#### Activity
Look through the entries below and copy exactly the part that begins with the line containing "of the black" and ends with the line containing "of the green". Do not copy the pictures.

#### The input
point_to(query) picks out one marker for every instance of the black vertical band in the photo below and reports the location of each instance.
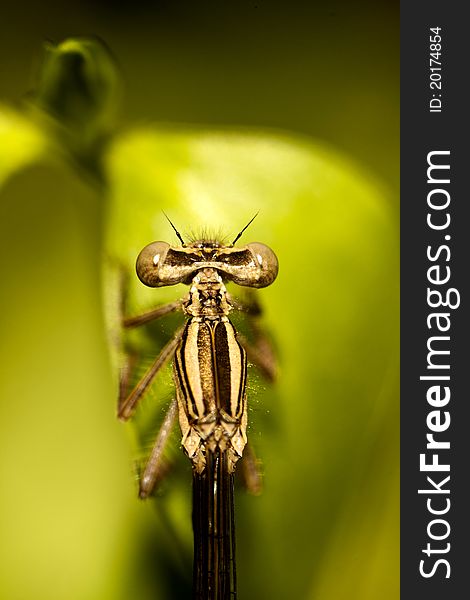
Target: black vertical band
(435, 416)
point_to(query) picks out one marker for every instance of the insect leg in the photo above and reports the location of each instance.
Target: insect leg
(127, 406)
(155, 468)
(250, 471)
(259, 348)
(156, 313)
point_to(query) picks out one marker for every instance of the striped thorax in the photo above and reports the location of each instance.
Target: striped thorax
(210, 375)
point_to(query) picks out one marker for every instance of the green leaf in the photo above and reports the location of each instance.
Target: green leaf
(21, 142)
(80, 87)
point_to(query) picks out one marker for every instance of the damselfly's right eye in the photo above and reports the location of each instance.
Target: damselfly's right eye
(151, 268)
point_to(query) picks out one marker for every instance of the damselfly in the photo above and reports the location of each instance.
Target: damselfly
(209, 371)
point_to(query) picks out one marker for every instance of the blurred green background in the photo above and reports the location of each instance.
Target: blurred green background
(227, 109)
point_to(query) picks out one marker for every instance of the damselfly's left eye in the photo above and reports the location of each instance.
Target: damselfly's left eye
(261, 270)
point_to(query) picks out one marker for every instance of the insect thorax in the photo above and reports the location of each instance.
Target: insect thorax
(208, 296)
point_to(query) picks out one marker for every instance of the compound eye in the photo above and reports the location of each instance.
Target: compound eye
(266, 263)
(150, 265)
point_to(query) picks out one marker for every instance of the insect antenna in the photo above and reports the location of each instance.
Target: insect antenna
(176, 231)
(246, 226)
==
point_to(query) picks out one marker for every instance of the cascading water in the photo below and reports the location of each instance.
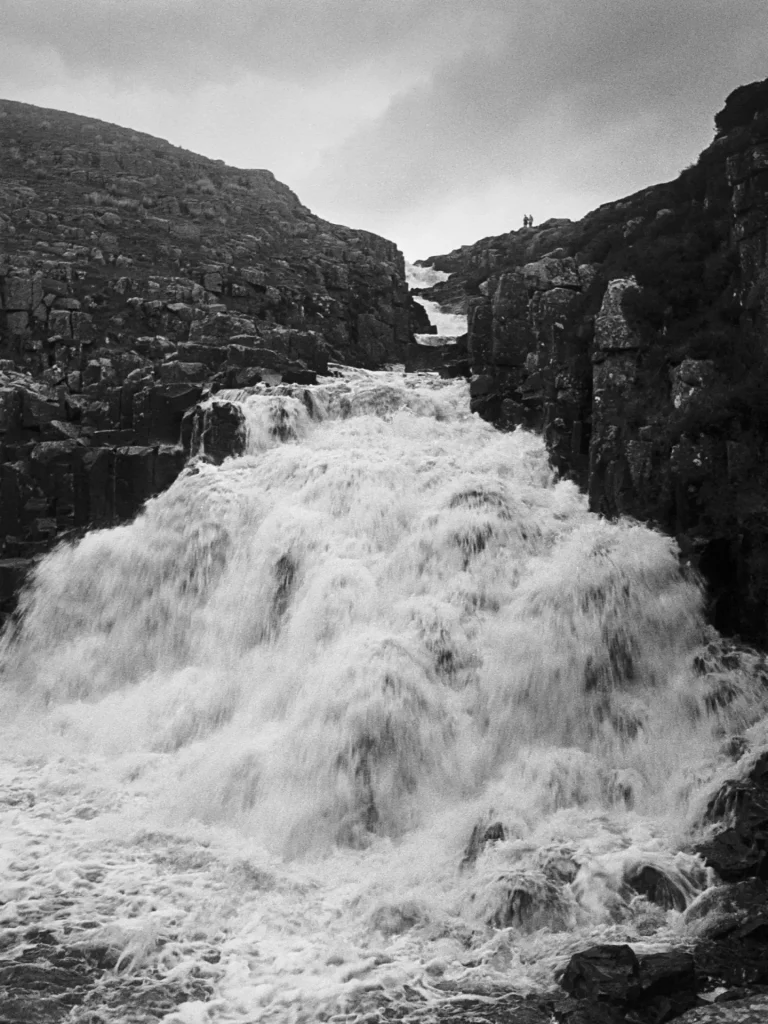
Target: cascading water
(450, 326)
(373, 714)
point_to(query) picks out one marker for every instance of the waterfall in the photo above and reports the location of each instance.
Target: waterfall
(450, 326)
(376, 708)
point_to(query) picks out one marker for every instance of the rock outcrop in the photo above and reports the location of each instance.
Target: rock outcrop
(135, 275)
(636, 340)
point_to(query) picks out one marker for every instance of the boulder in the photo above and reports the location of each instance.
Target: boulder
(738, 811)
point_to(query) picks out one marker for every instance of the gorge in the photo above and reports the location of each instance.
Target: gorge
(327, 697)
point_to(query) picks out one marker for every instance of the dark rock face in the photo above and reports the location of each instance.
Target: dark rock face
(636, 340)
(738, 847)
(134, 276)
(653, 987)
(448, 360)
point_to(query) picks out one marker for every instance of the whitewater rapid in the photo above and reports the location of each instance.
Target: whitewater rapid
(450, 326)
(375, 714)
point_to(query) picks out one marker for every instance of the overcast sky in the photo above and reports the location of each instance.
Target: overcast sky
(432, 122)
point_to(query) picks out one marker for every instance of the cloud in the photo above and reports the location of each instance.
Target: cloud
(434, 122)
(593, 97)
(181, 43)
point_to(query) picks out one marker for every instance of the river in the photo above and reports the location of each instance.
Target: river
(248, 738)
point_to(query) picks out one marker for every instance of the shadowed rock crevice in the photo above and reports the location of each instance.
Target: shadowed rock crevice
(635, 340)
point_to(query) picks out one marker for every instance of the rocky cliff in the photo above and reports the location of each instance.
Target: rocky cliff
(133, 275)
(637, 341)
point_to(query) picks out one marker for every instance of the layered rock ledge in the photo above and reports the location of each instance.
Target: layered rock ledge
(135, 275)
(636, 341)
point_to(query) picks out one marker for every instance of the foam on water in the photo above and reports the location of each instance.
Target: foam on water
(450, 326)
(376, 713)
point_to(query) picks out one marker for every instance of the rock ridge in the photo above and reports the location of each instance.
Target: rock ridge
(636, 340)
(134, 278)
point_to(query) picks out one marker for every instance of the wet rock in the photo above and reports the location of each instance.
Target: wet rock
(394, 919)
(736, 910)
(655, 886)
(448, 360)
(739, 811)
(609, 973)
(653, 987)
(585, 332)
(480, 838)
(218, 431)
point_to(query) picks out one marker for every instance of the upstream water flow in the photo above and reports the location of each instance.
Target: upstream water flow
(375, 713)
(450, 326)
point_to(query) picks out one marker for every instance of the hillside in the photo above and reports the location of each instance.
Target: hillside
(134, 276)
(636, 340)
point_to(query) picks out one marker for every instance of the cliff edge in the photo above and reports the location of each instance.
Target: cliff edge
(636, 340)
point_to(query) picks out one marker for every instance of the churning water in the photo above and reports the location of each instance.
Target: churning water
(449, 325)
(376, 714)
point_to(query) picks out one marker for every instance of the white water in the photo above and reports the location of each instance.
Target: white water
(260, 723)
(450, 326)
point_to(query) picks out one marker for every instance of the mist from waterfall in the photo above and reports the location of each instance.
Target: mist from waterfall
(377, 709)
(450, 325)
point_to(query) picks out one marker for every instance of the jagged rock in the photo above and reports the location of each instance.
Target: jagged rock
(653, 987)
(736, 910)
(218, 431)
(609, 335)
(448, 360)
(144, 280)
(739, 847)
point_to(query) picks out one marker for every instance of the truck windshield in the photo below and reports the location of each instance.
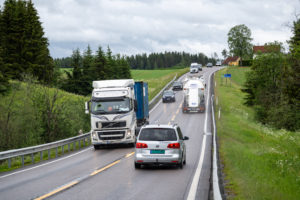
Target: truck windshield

#### Response area
point_to(query) picks out one marker for every instance of the black vertical band in the photo below and reports the location of each instance.
Target: black vertical band
(435, 416)
point_to(query) picks out one marker for every instance of the insect leg in the photo above and reports the location of each instance.
Target: insect leg
(127, 406)
(155, 468)
(250, 471)
(259, 348)
(156, 313)
point_to(query) picks out one marker for every instance of the striped thorax in the photo above and reports the location of each instance.
Target: striped thorax
(210, 375)
point_to(query) picks out one marker for every instance of the green leaf in the photo above and reports the location of each instance.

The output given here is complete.